Lay out the entries below as a two-column CSV with the headers request and response, one row per entry, putting its text and its answer each in a single quoted field with line breaks replaced by spaces. Cover every entry and leave the pictures out.

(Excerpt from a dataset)
=====
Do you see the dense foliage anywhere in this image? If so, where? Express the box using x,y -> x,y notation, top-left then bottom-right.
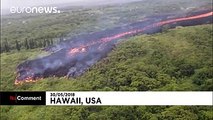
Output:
1,25 -> 213,120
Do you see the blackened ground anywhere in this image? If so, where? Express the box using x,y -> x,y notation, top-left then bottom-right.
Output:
16,10 -> 212,81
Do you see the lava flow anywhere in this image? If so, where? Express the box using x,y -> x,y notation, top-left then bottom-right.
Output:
15,11 -> 213,85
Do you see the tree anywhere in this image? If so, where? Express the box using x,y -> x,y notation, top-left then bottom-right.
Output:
4,39 -> 10,52
24,38 -> 30,49
15,40 -> 21,51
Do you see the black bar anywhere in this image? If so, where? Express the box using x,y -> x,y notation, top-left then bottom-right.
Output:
0,91 -> 46,105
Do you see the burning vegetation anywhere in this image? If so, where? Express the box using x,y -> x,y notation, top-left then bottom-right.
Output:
15,10 -> 213,84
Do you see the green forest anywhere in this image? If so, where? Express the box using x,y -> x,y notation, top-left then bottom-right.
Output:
1,25 -> 213,120
0,0 -> 213,120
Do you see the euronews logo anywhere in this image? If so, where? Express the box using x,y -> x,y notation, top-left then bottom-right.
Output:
10,7 -> 61,14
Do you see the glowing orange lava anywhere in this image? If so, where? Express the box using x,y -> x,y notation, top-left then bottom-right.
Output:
15,12 -> 213,85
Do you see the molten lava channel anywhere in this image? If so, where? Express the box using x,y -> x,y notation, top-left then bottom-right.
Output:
15,11 -> 213,85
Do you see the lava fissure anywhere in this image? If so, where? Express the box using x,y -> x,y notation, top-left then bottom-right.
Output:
15,11 -> 213,84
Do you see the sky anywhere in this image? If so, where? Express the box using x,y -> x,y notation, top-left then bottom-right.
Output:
1,0 -> 143,9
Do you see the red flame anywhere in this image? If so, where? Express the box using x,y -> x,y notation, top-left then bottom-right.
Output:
69,12 -> 213,54
15,12 -> 213,85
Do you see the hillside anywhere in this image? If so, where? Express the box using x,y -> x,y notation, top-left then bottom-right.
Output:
1,25 -> 213,120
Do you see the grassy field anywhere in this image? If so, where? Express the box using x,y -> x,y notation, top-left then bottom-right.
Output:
1,25 -> 213,120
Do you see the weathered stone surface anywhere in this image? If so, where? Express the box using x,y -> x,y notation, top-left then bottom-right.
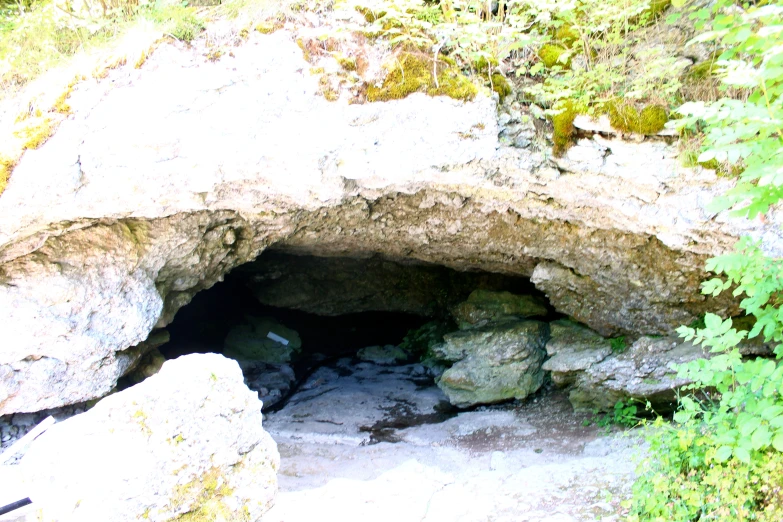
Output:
242,252 -> 528,316
543,319 -> 612,387
0,31 -> 783,414
126,330 -> 171,384
433,319 -> 549,407
223,315 -> 302,363
451,290 -> 548,328
356,344 -> 410,366
568,337 -> 706,411
21,354 -> 279,522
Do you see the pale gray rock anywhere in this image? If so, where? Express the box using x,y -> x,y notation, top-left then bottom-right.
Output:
0,31 -> 783,414
543,319 -> 612,387
451,290 -> 549,328
433,319 -> 549,407
237,252 -> 528,316
568,337 -> 708,411
20,354 -> 279,522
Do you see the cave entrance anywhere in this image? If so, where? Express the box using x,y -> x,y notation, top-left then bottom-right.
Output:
155,251 -> 557,410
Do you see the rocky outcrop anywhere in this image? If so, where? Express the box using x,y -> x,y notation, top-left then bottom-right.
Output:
543,319 -> 612,388
238,360 -> 296,409
543,321 -> 708,411
356,344 -> 410,366
237,252 -> 529,316
21,354 -> 279,522
451,290 -> 549,328
432,318 -> 549,407
0,31 -> 783,414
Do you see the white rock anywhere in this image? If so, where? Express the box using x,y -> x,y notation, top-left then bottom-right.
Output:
21,354 -> 279,522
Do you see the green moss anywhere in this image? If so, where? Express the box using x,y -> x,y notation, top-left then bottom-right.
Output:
473,56 -> 498,72
552,101 -> 579,156
14,116 -> 55,149
367,52 -> 478,102
554,24 -> 579,47
255,21 -> 282,34
686,60 -> 717,80
642,0 -> 672,23
334,53 -> 356,71
0,156 -> 14,194
606,102 -> 669,134
609,335 -> 628,353
356,5 -> 386,24
538,44 -> 571,69
639,105 -> 669,134
681,151 -> 744,177
492,73 -> 514,102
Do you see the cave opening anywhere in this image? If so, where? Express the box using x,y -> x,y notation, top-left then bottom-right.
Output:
153,250 -> 559,411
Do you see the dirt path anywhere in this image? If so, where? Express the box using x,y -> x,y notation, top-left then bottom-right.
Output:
263,359 -> 640,522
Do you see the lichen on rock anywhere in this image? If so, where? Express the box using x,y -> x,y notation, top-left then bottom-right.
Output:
21,354 -> 279,522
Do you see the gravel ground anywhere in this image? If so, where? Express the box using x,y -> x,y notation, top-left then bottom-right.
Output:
263,359 -> 643,522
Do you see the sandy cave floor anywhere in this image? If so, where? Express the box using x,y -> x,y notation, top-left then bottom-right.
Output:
263,359 -> 643,522
0,359 -> 644,522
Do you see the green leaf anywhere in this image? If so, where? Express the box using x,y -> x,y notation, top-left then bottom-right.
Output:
734,447 -> 750,464
715,446 -> 733,462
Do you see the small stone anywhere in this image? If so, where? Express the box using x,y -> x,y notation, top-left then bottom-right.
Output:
11,413 -> 38,427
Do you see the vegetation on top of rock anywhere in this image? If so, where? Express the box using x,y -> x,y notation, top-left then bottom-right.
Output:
629,0 -> 783,522
367,51 -> 477,102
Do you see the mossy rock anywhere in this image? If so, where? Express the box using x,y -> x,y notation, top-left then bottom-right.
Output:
685,60 -> 717,80
472,56 -> 498,72
553,24 -> 579,47
367,51 -> 478,102
492,73 -> 514,102
606,102 -> 669,135
642,0 -> 672,23
0,156 -> 14,194
356,5 -> 386,24
538,44 -> 571,69
552,101 -> 579,156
=====
§ **OUTPUT BELOW**
request,response
"Do you see the dense foliage anywhere in this image? If so, where? Express the box using x,y -> x,y notation, top-left then bottom-right. Output:","1,25 -> 213,120"
"Do you see the blackened ground anywhere in this image? If so, where? Express the box using x,y -> x,y notation, top-left then bottom-right. Output:","16,10 -> 212,81"
"Do you see the lava flow anywhere in this image? If so, where? Express the box using x,y -> x,y notation, top-left then bottom-right. Output:","15,11 -> 213,85"
"Do you see the tree anywhere in this image? If so, where? Express the box using x,y -> x,y notation, top-left then bottom-right. Output:","4,39 -> 10,52 24,38 -> 30,49 15,40 -> 21,51"
"Do you see the black bar anywhere in this image? If so, where? Express the box using x,y -> x,y notation, top-left then bottom-right. Output:","0,91 -> 46,105"
"Do you see the burning vegetation anywhere in this image? If so, where? Express the box using x,y -> x,y notation, top-left then bottom-right. Output:","15,10 -> 213,84"
"Do you see the green forest anywhere in this image? If so, where? Express the box using x,y -> x,y notation, top-left then bottom-right. Output:","1,25 -> 213,120 0,0 -> 213,120"
"Do you see the euronews logo anywhere in this image? If so, where? Express the box using x,y -> x,y notation, top-left then bottom-right. Output:","10,7 -> 61,14"
"Do you see the glowing orange lava anywhere in this image? If so, where? Express the box using x,y -> x,y notation, top-left then bottom-right. Output:","15,12 -> 213,85"
"Do you see the molten lava channel anywhere in this image? If so, where? Express the box using x,y -> x,y notation, top-left then bottom-right. Output:","15,11 -> 213,85"
"Do you see the lava fissure anywhere in this image? If so, where? Express the box using x,y -> x,y notation, top-left then bottom-right. Output:","15,11 -> 213,84"
"Do you see the sky anywhere in this image? If so, where? Express the box using x,y -> x,y notation, top-left then bottom-right. Output:","1,0 -> 143,9"
"Do you see the red flame anywhere in this image? If so, where? Express the box using x,y -> x,y notation, top-left then bottom-right. Output:","69,12 -> 213,54 15,12 -> 213,85"
"Do you see the hillside anywhere in this image? If so, where? Express the box using x,y -> x,y notation, top-left then bottom-right. Output:","1,25 -> 213,120"
"Do you see the grassy field anywhere in this image? If so, where? Express the box using x,y -> x,y notation, top-left then bottom-right. Output:","1,25 -> 213,120"
"Do you see the weathered stone surface anywhere in this image? If so, where? Express the box using x,y -> x,y notation, top-left then bottom-right. Output:","242,252 -> 528,316 543,319 -> 612,387 0,31 -> 783,414 126,330 -> 171,384 433,319 -> 549,407 223,315 -> 302,363 451,290 -> 548,328 356,344 -> 410,366 568,337 -> 706,411 21,354 -> 279,522"
"Do you see the pale gray rock anywhere in this image? If so, where? Express the box using x,y -> x,y notation, top-left then bottom-right. Output:","0,31 -> 783,414 543,319 -> 612,387 451,290 -> 549,328 433,319 -> 549,407 237,252 -> 528,316 568,337 -> 708,411 20,354 -> 279,522"
"Do you see the cave entrance anywhere in this image? If so, where? Express the box using x,y -> x,y notation, top-left then bottom-right. Output:","155,251 -> 557,410"
"Do you see the rocky outcrop anywhere in this image? If so, where? Express the box using x,y -> x,y notation, top-left then bottom-right. Output:","543,319 -> 612,388 238,360 -> 296,409 543,321 -> 708,411 356,344 -> 410,366 237,252 -> 529,316 21,354 -> 279,522 451,290 -> 549,328 432,318 -> 549,407 0,31 -> 783,414"
"Do you see the white rock anywhere in this image? If so, where? Express the box using x,y -> x,y notation, top-left then bottom-right. Output:","21,354 -> 279,522"
"Do you see the green moss anywhere in this image? If so, where? Express the box using x,y -> x,y notation, top-left then bottom-right. Output:","473,56 -> 498,72 552,101 -> 579,156 14,116 -> 55,149 367,52 -> 478,102 554,24 -> 579,47 255,21 -> 282,34 686,60 -> 717,80 642,0 -> 672,23 334,53 -> 356,71 0,156 -> 14,194 606,102 -> 669,134 609,335 -> 628,353 356,5 -> 386,24 538,44 -> 571,69 639,105 -> 669,134 681,151 -> 744,177 492,73 -> 514,102"
"Do you see the cave opening anywhere in this image? If so, where? Express the box using x,y -> x,y notation, top-left then bottom-right. Output:","153,250 -> 559,411"
"Do you see the dirt path anywhere in this image? If so, where? Express the box using x,y -> x,y notation, top-left then bottom-right. Output:","263,359 -> 640,522"
"Do you see the lichen on rock anywhere in this image? If so, where? Express the box using x,y -> x,y notation, top-left then bottom-right. Output:","21,354 -> 279,522"
"Do you see the gravel ground anywhere in this image? If so, where? Express the box using x,y -> x,y notation, top-left then bottom-right. Output:","263,359 -> 643,522"
"Do you see the sandy cave floor anywhere in this image? If so, where? Express the box using x,y -> x,y notation, top-left then bottom-right. Output:","263,359 -> 643,522 0,359 -> 644,522"
"Do you see the green leaf anywhere in this image? If so, where? Express the box using x,y -> x,y notation, top-left then bottom-right. Output:","734,447 -> 750,464 715,446 -> 733,462"
"Do you see the small stone anywhere in this image? If so, where? Express the box using x,y -> x,y notation, top-left then bottom-right. Output:","11,413 -> 38,427"
"Do you see the vegetation on top of rock anywhere in this image? If so, where? Express the box using x,y -> x,y notation, top-left then bottom-right. Output:","629,0 -> 783,522 367,51 -> 477,102"
"Do you see the mossy rock anywhere in this image? If so, where? Express the box using x,y -> x,y notation, top-left then bottom-right. Output:","685,60 -> 717,80 472,56 -> 498,72 553,24 -> 579,47 367,51 -> 478,102 492,73 -> 514,102 606,102 -> 669,135 642,0 -> 672,23 0,156 -> 14,194 356,5 -> 386,24 538,44 -> 571,69 552,101 -> 579,156"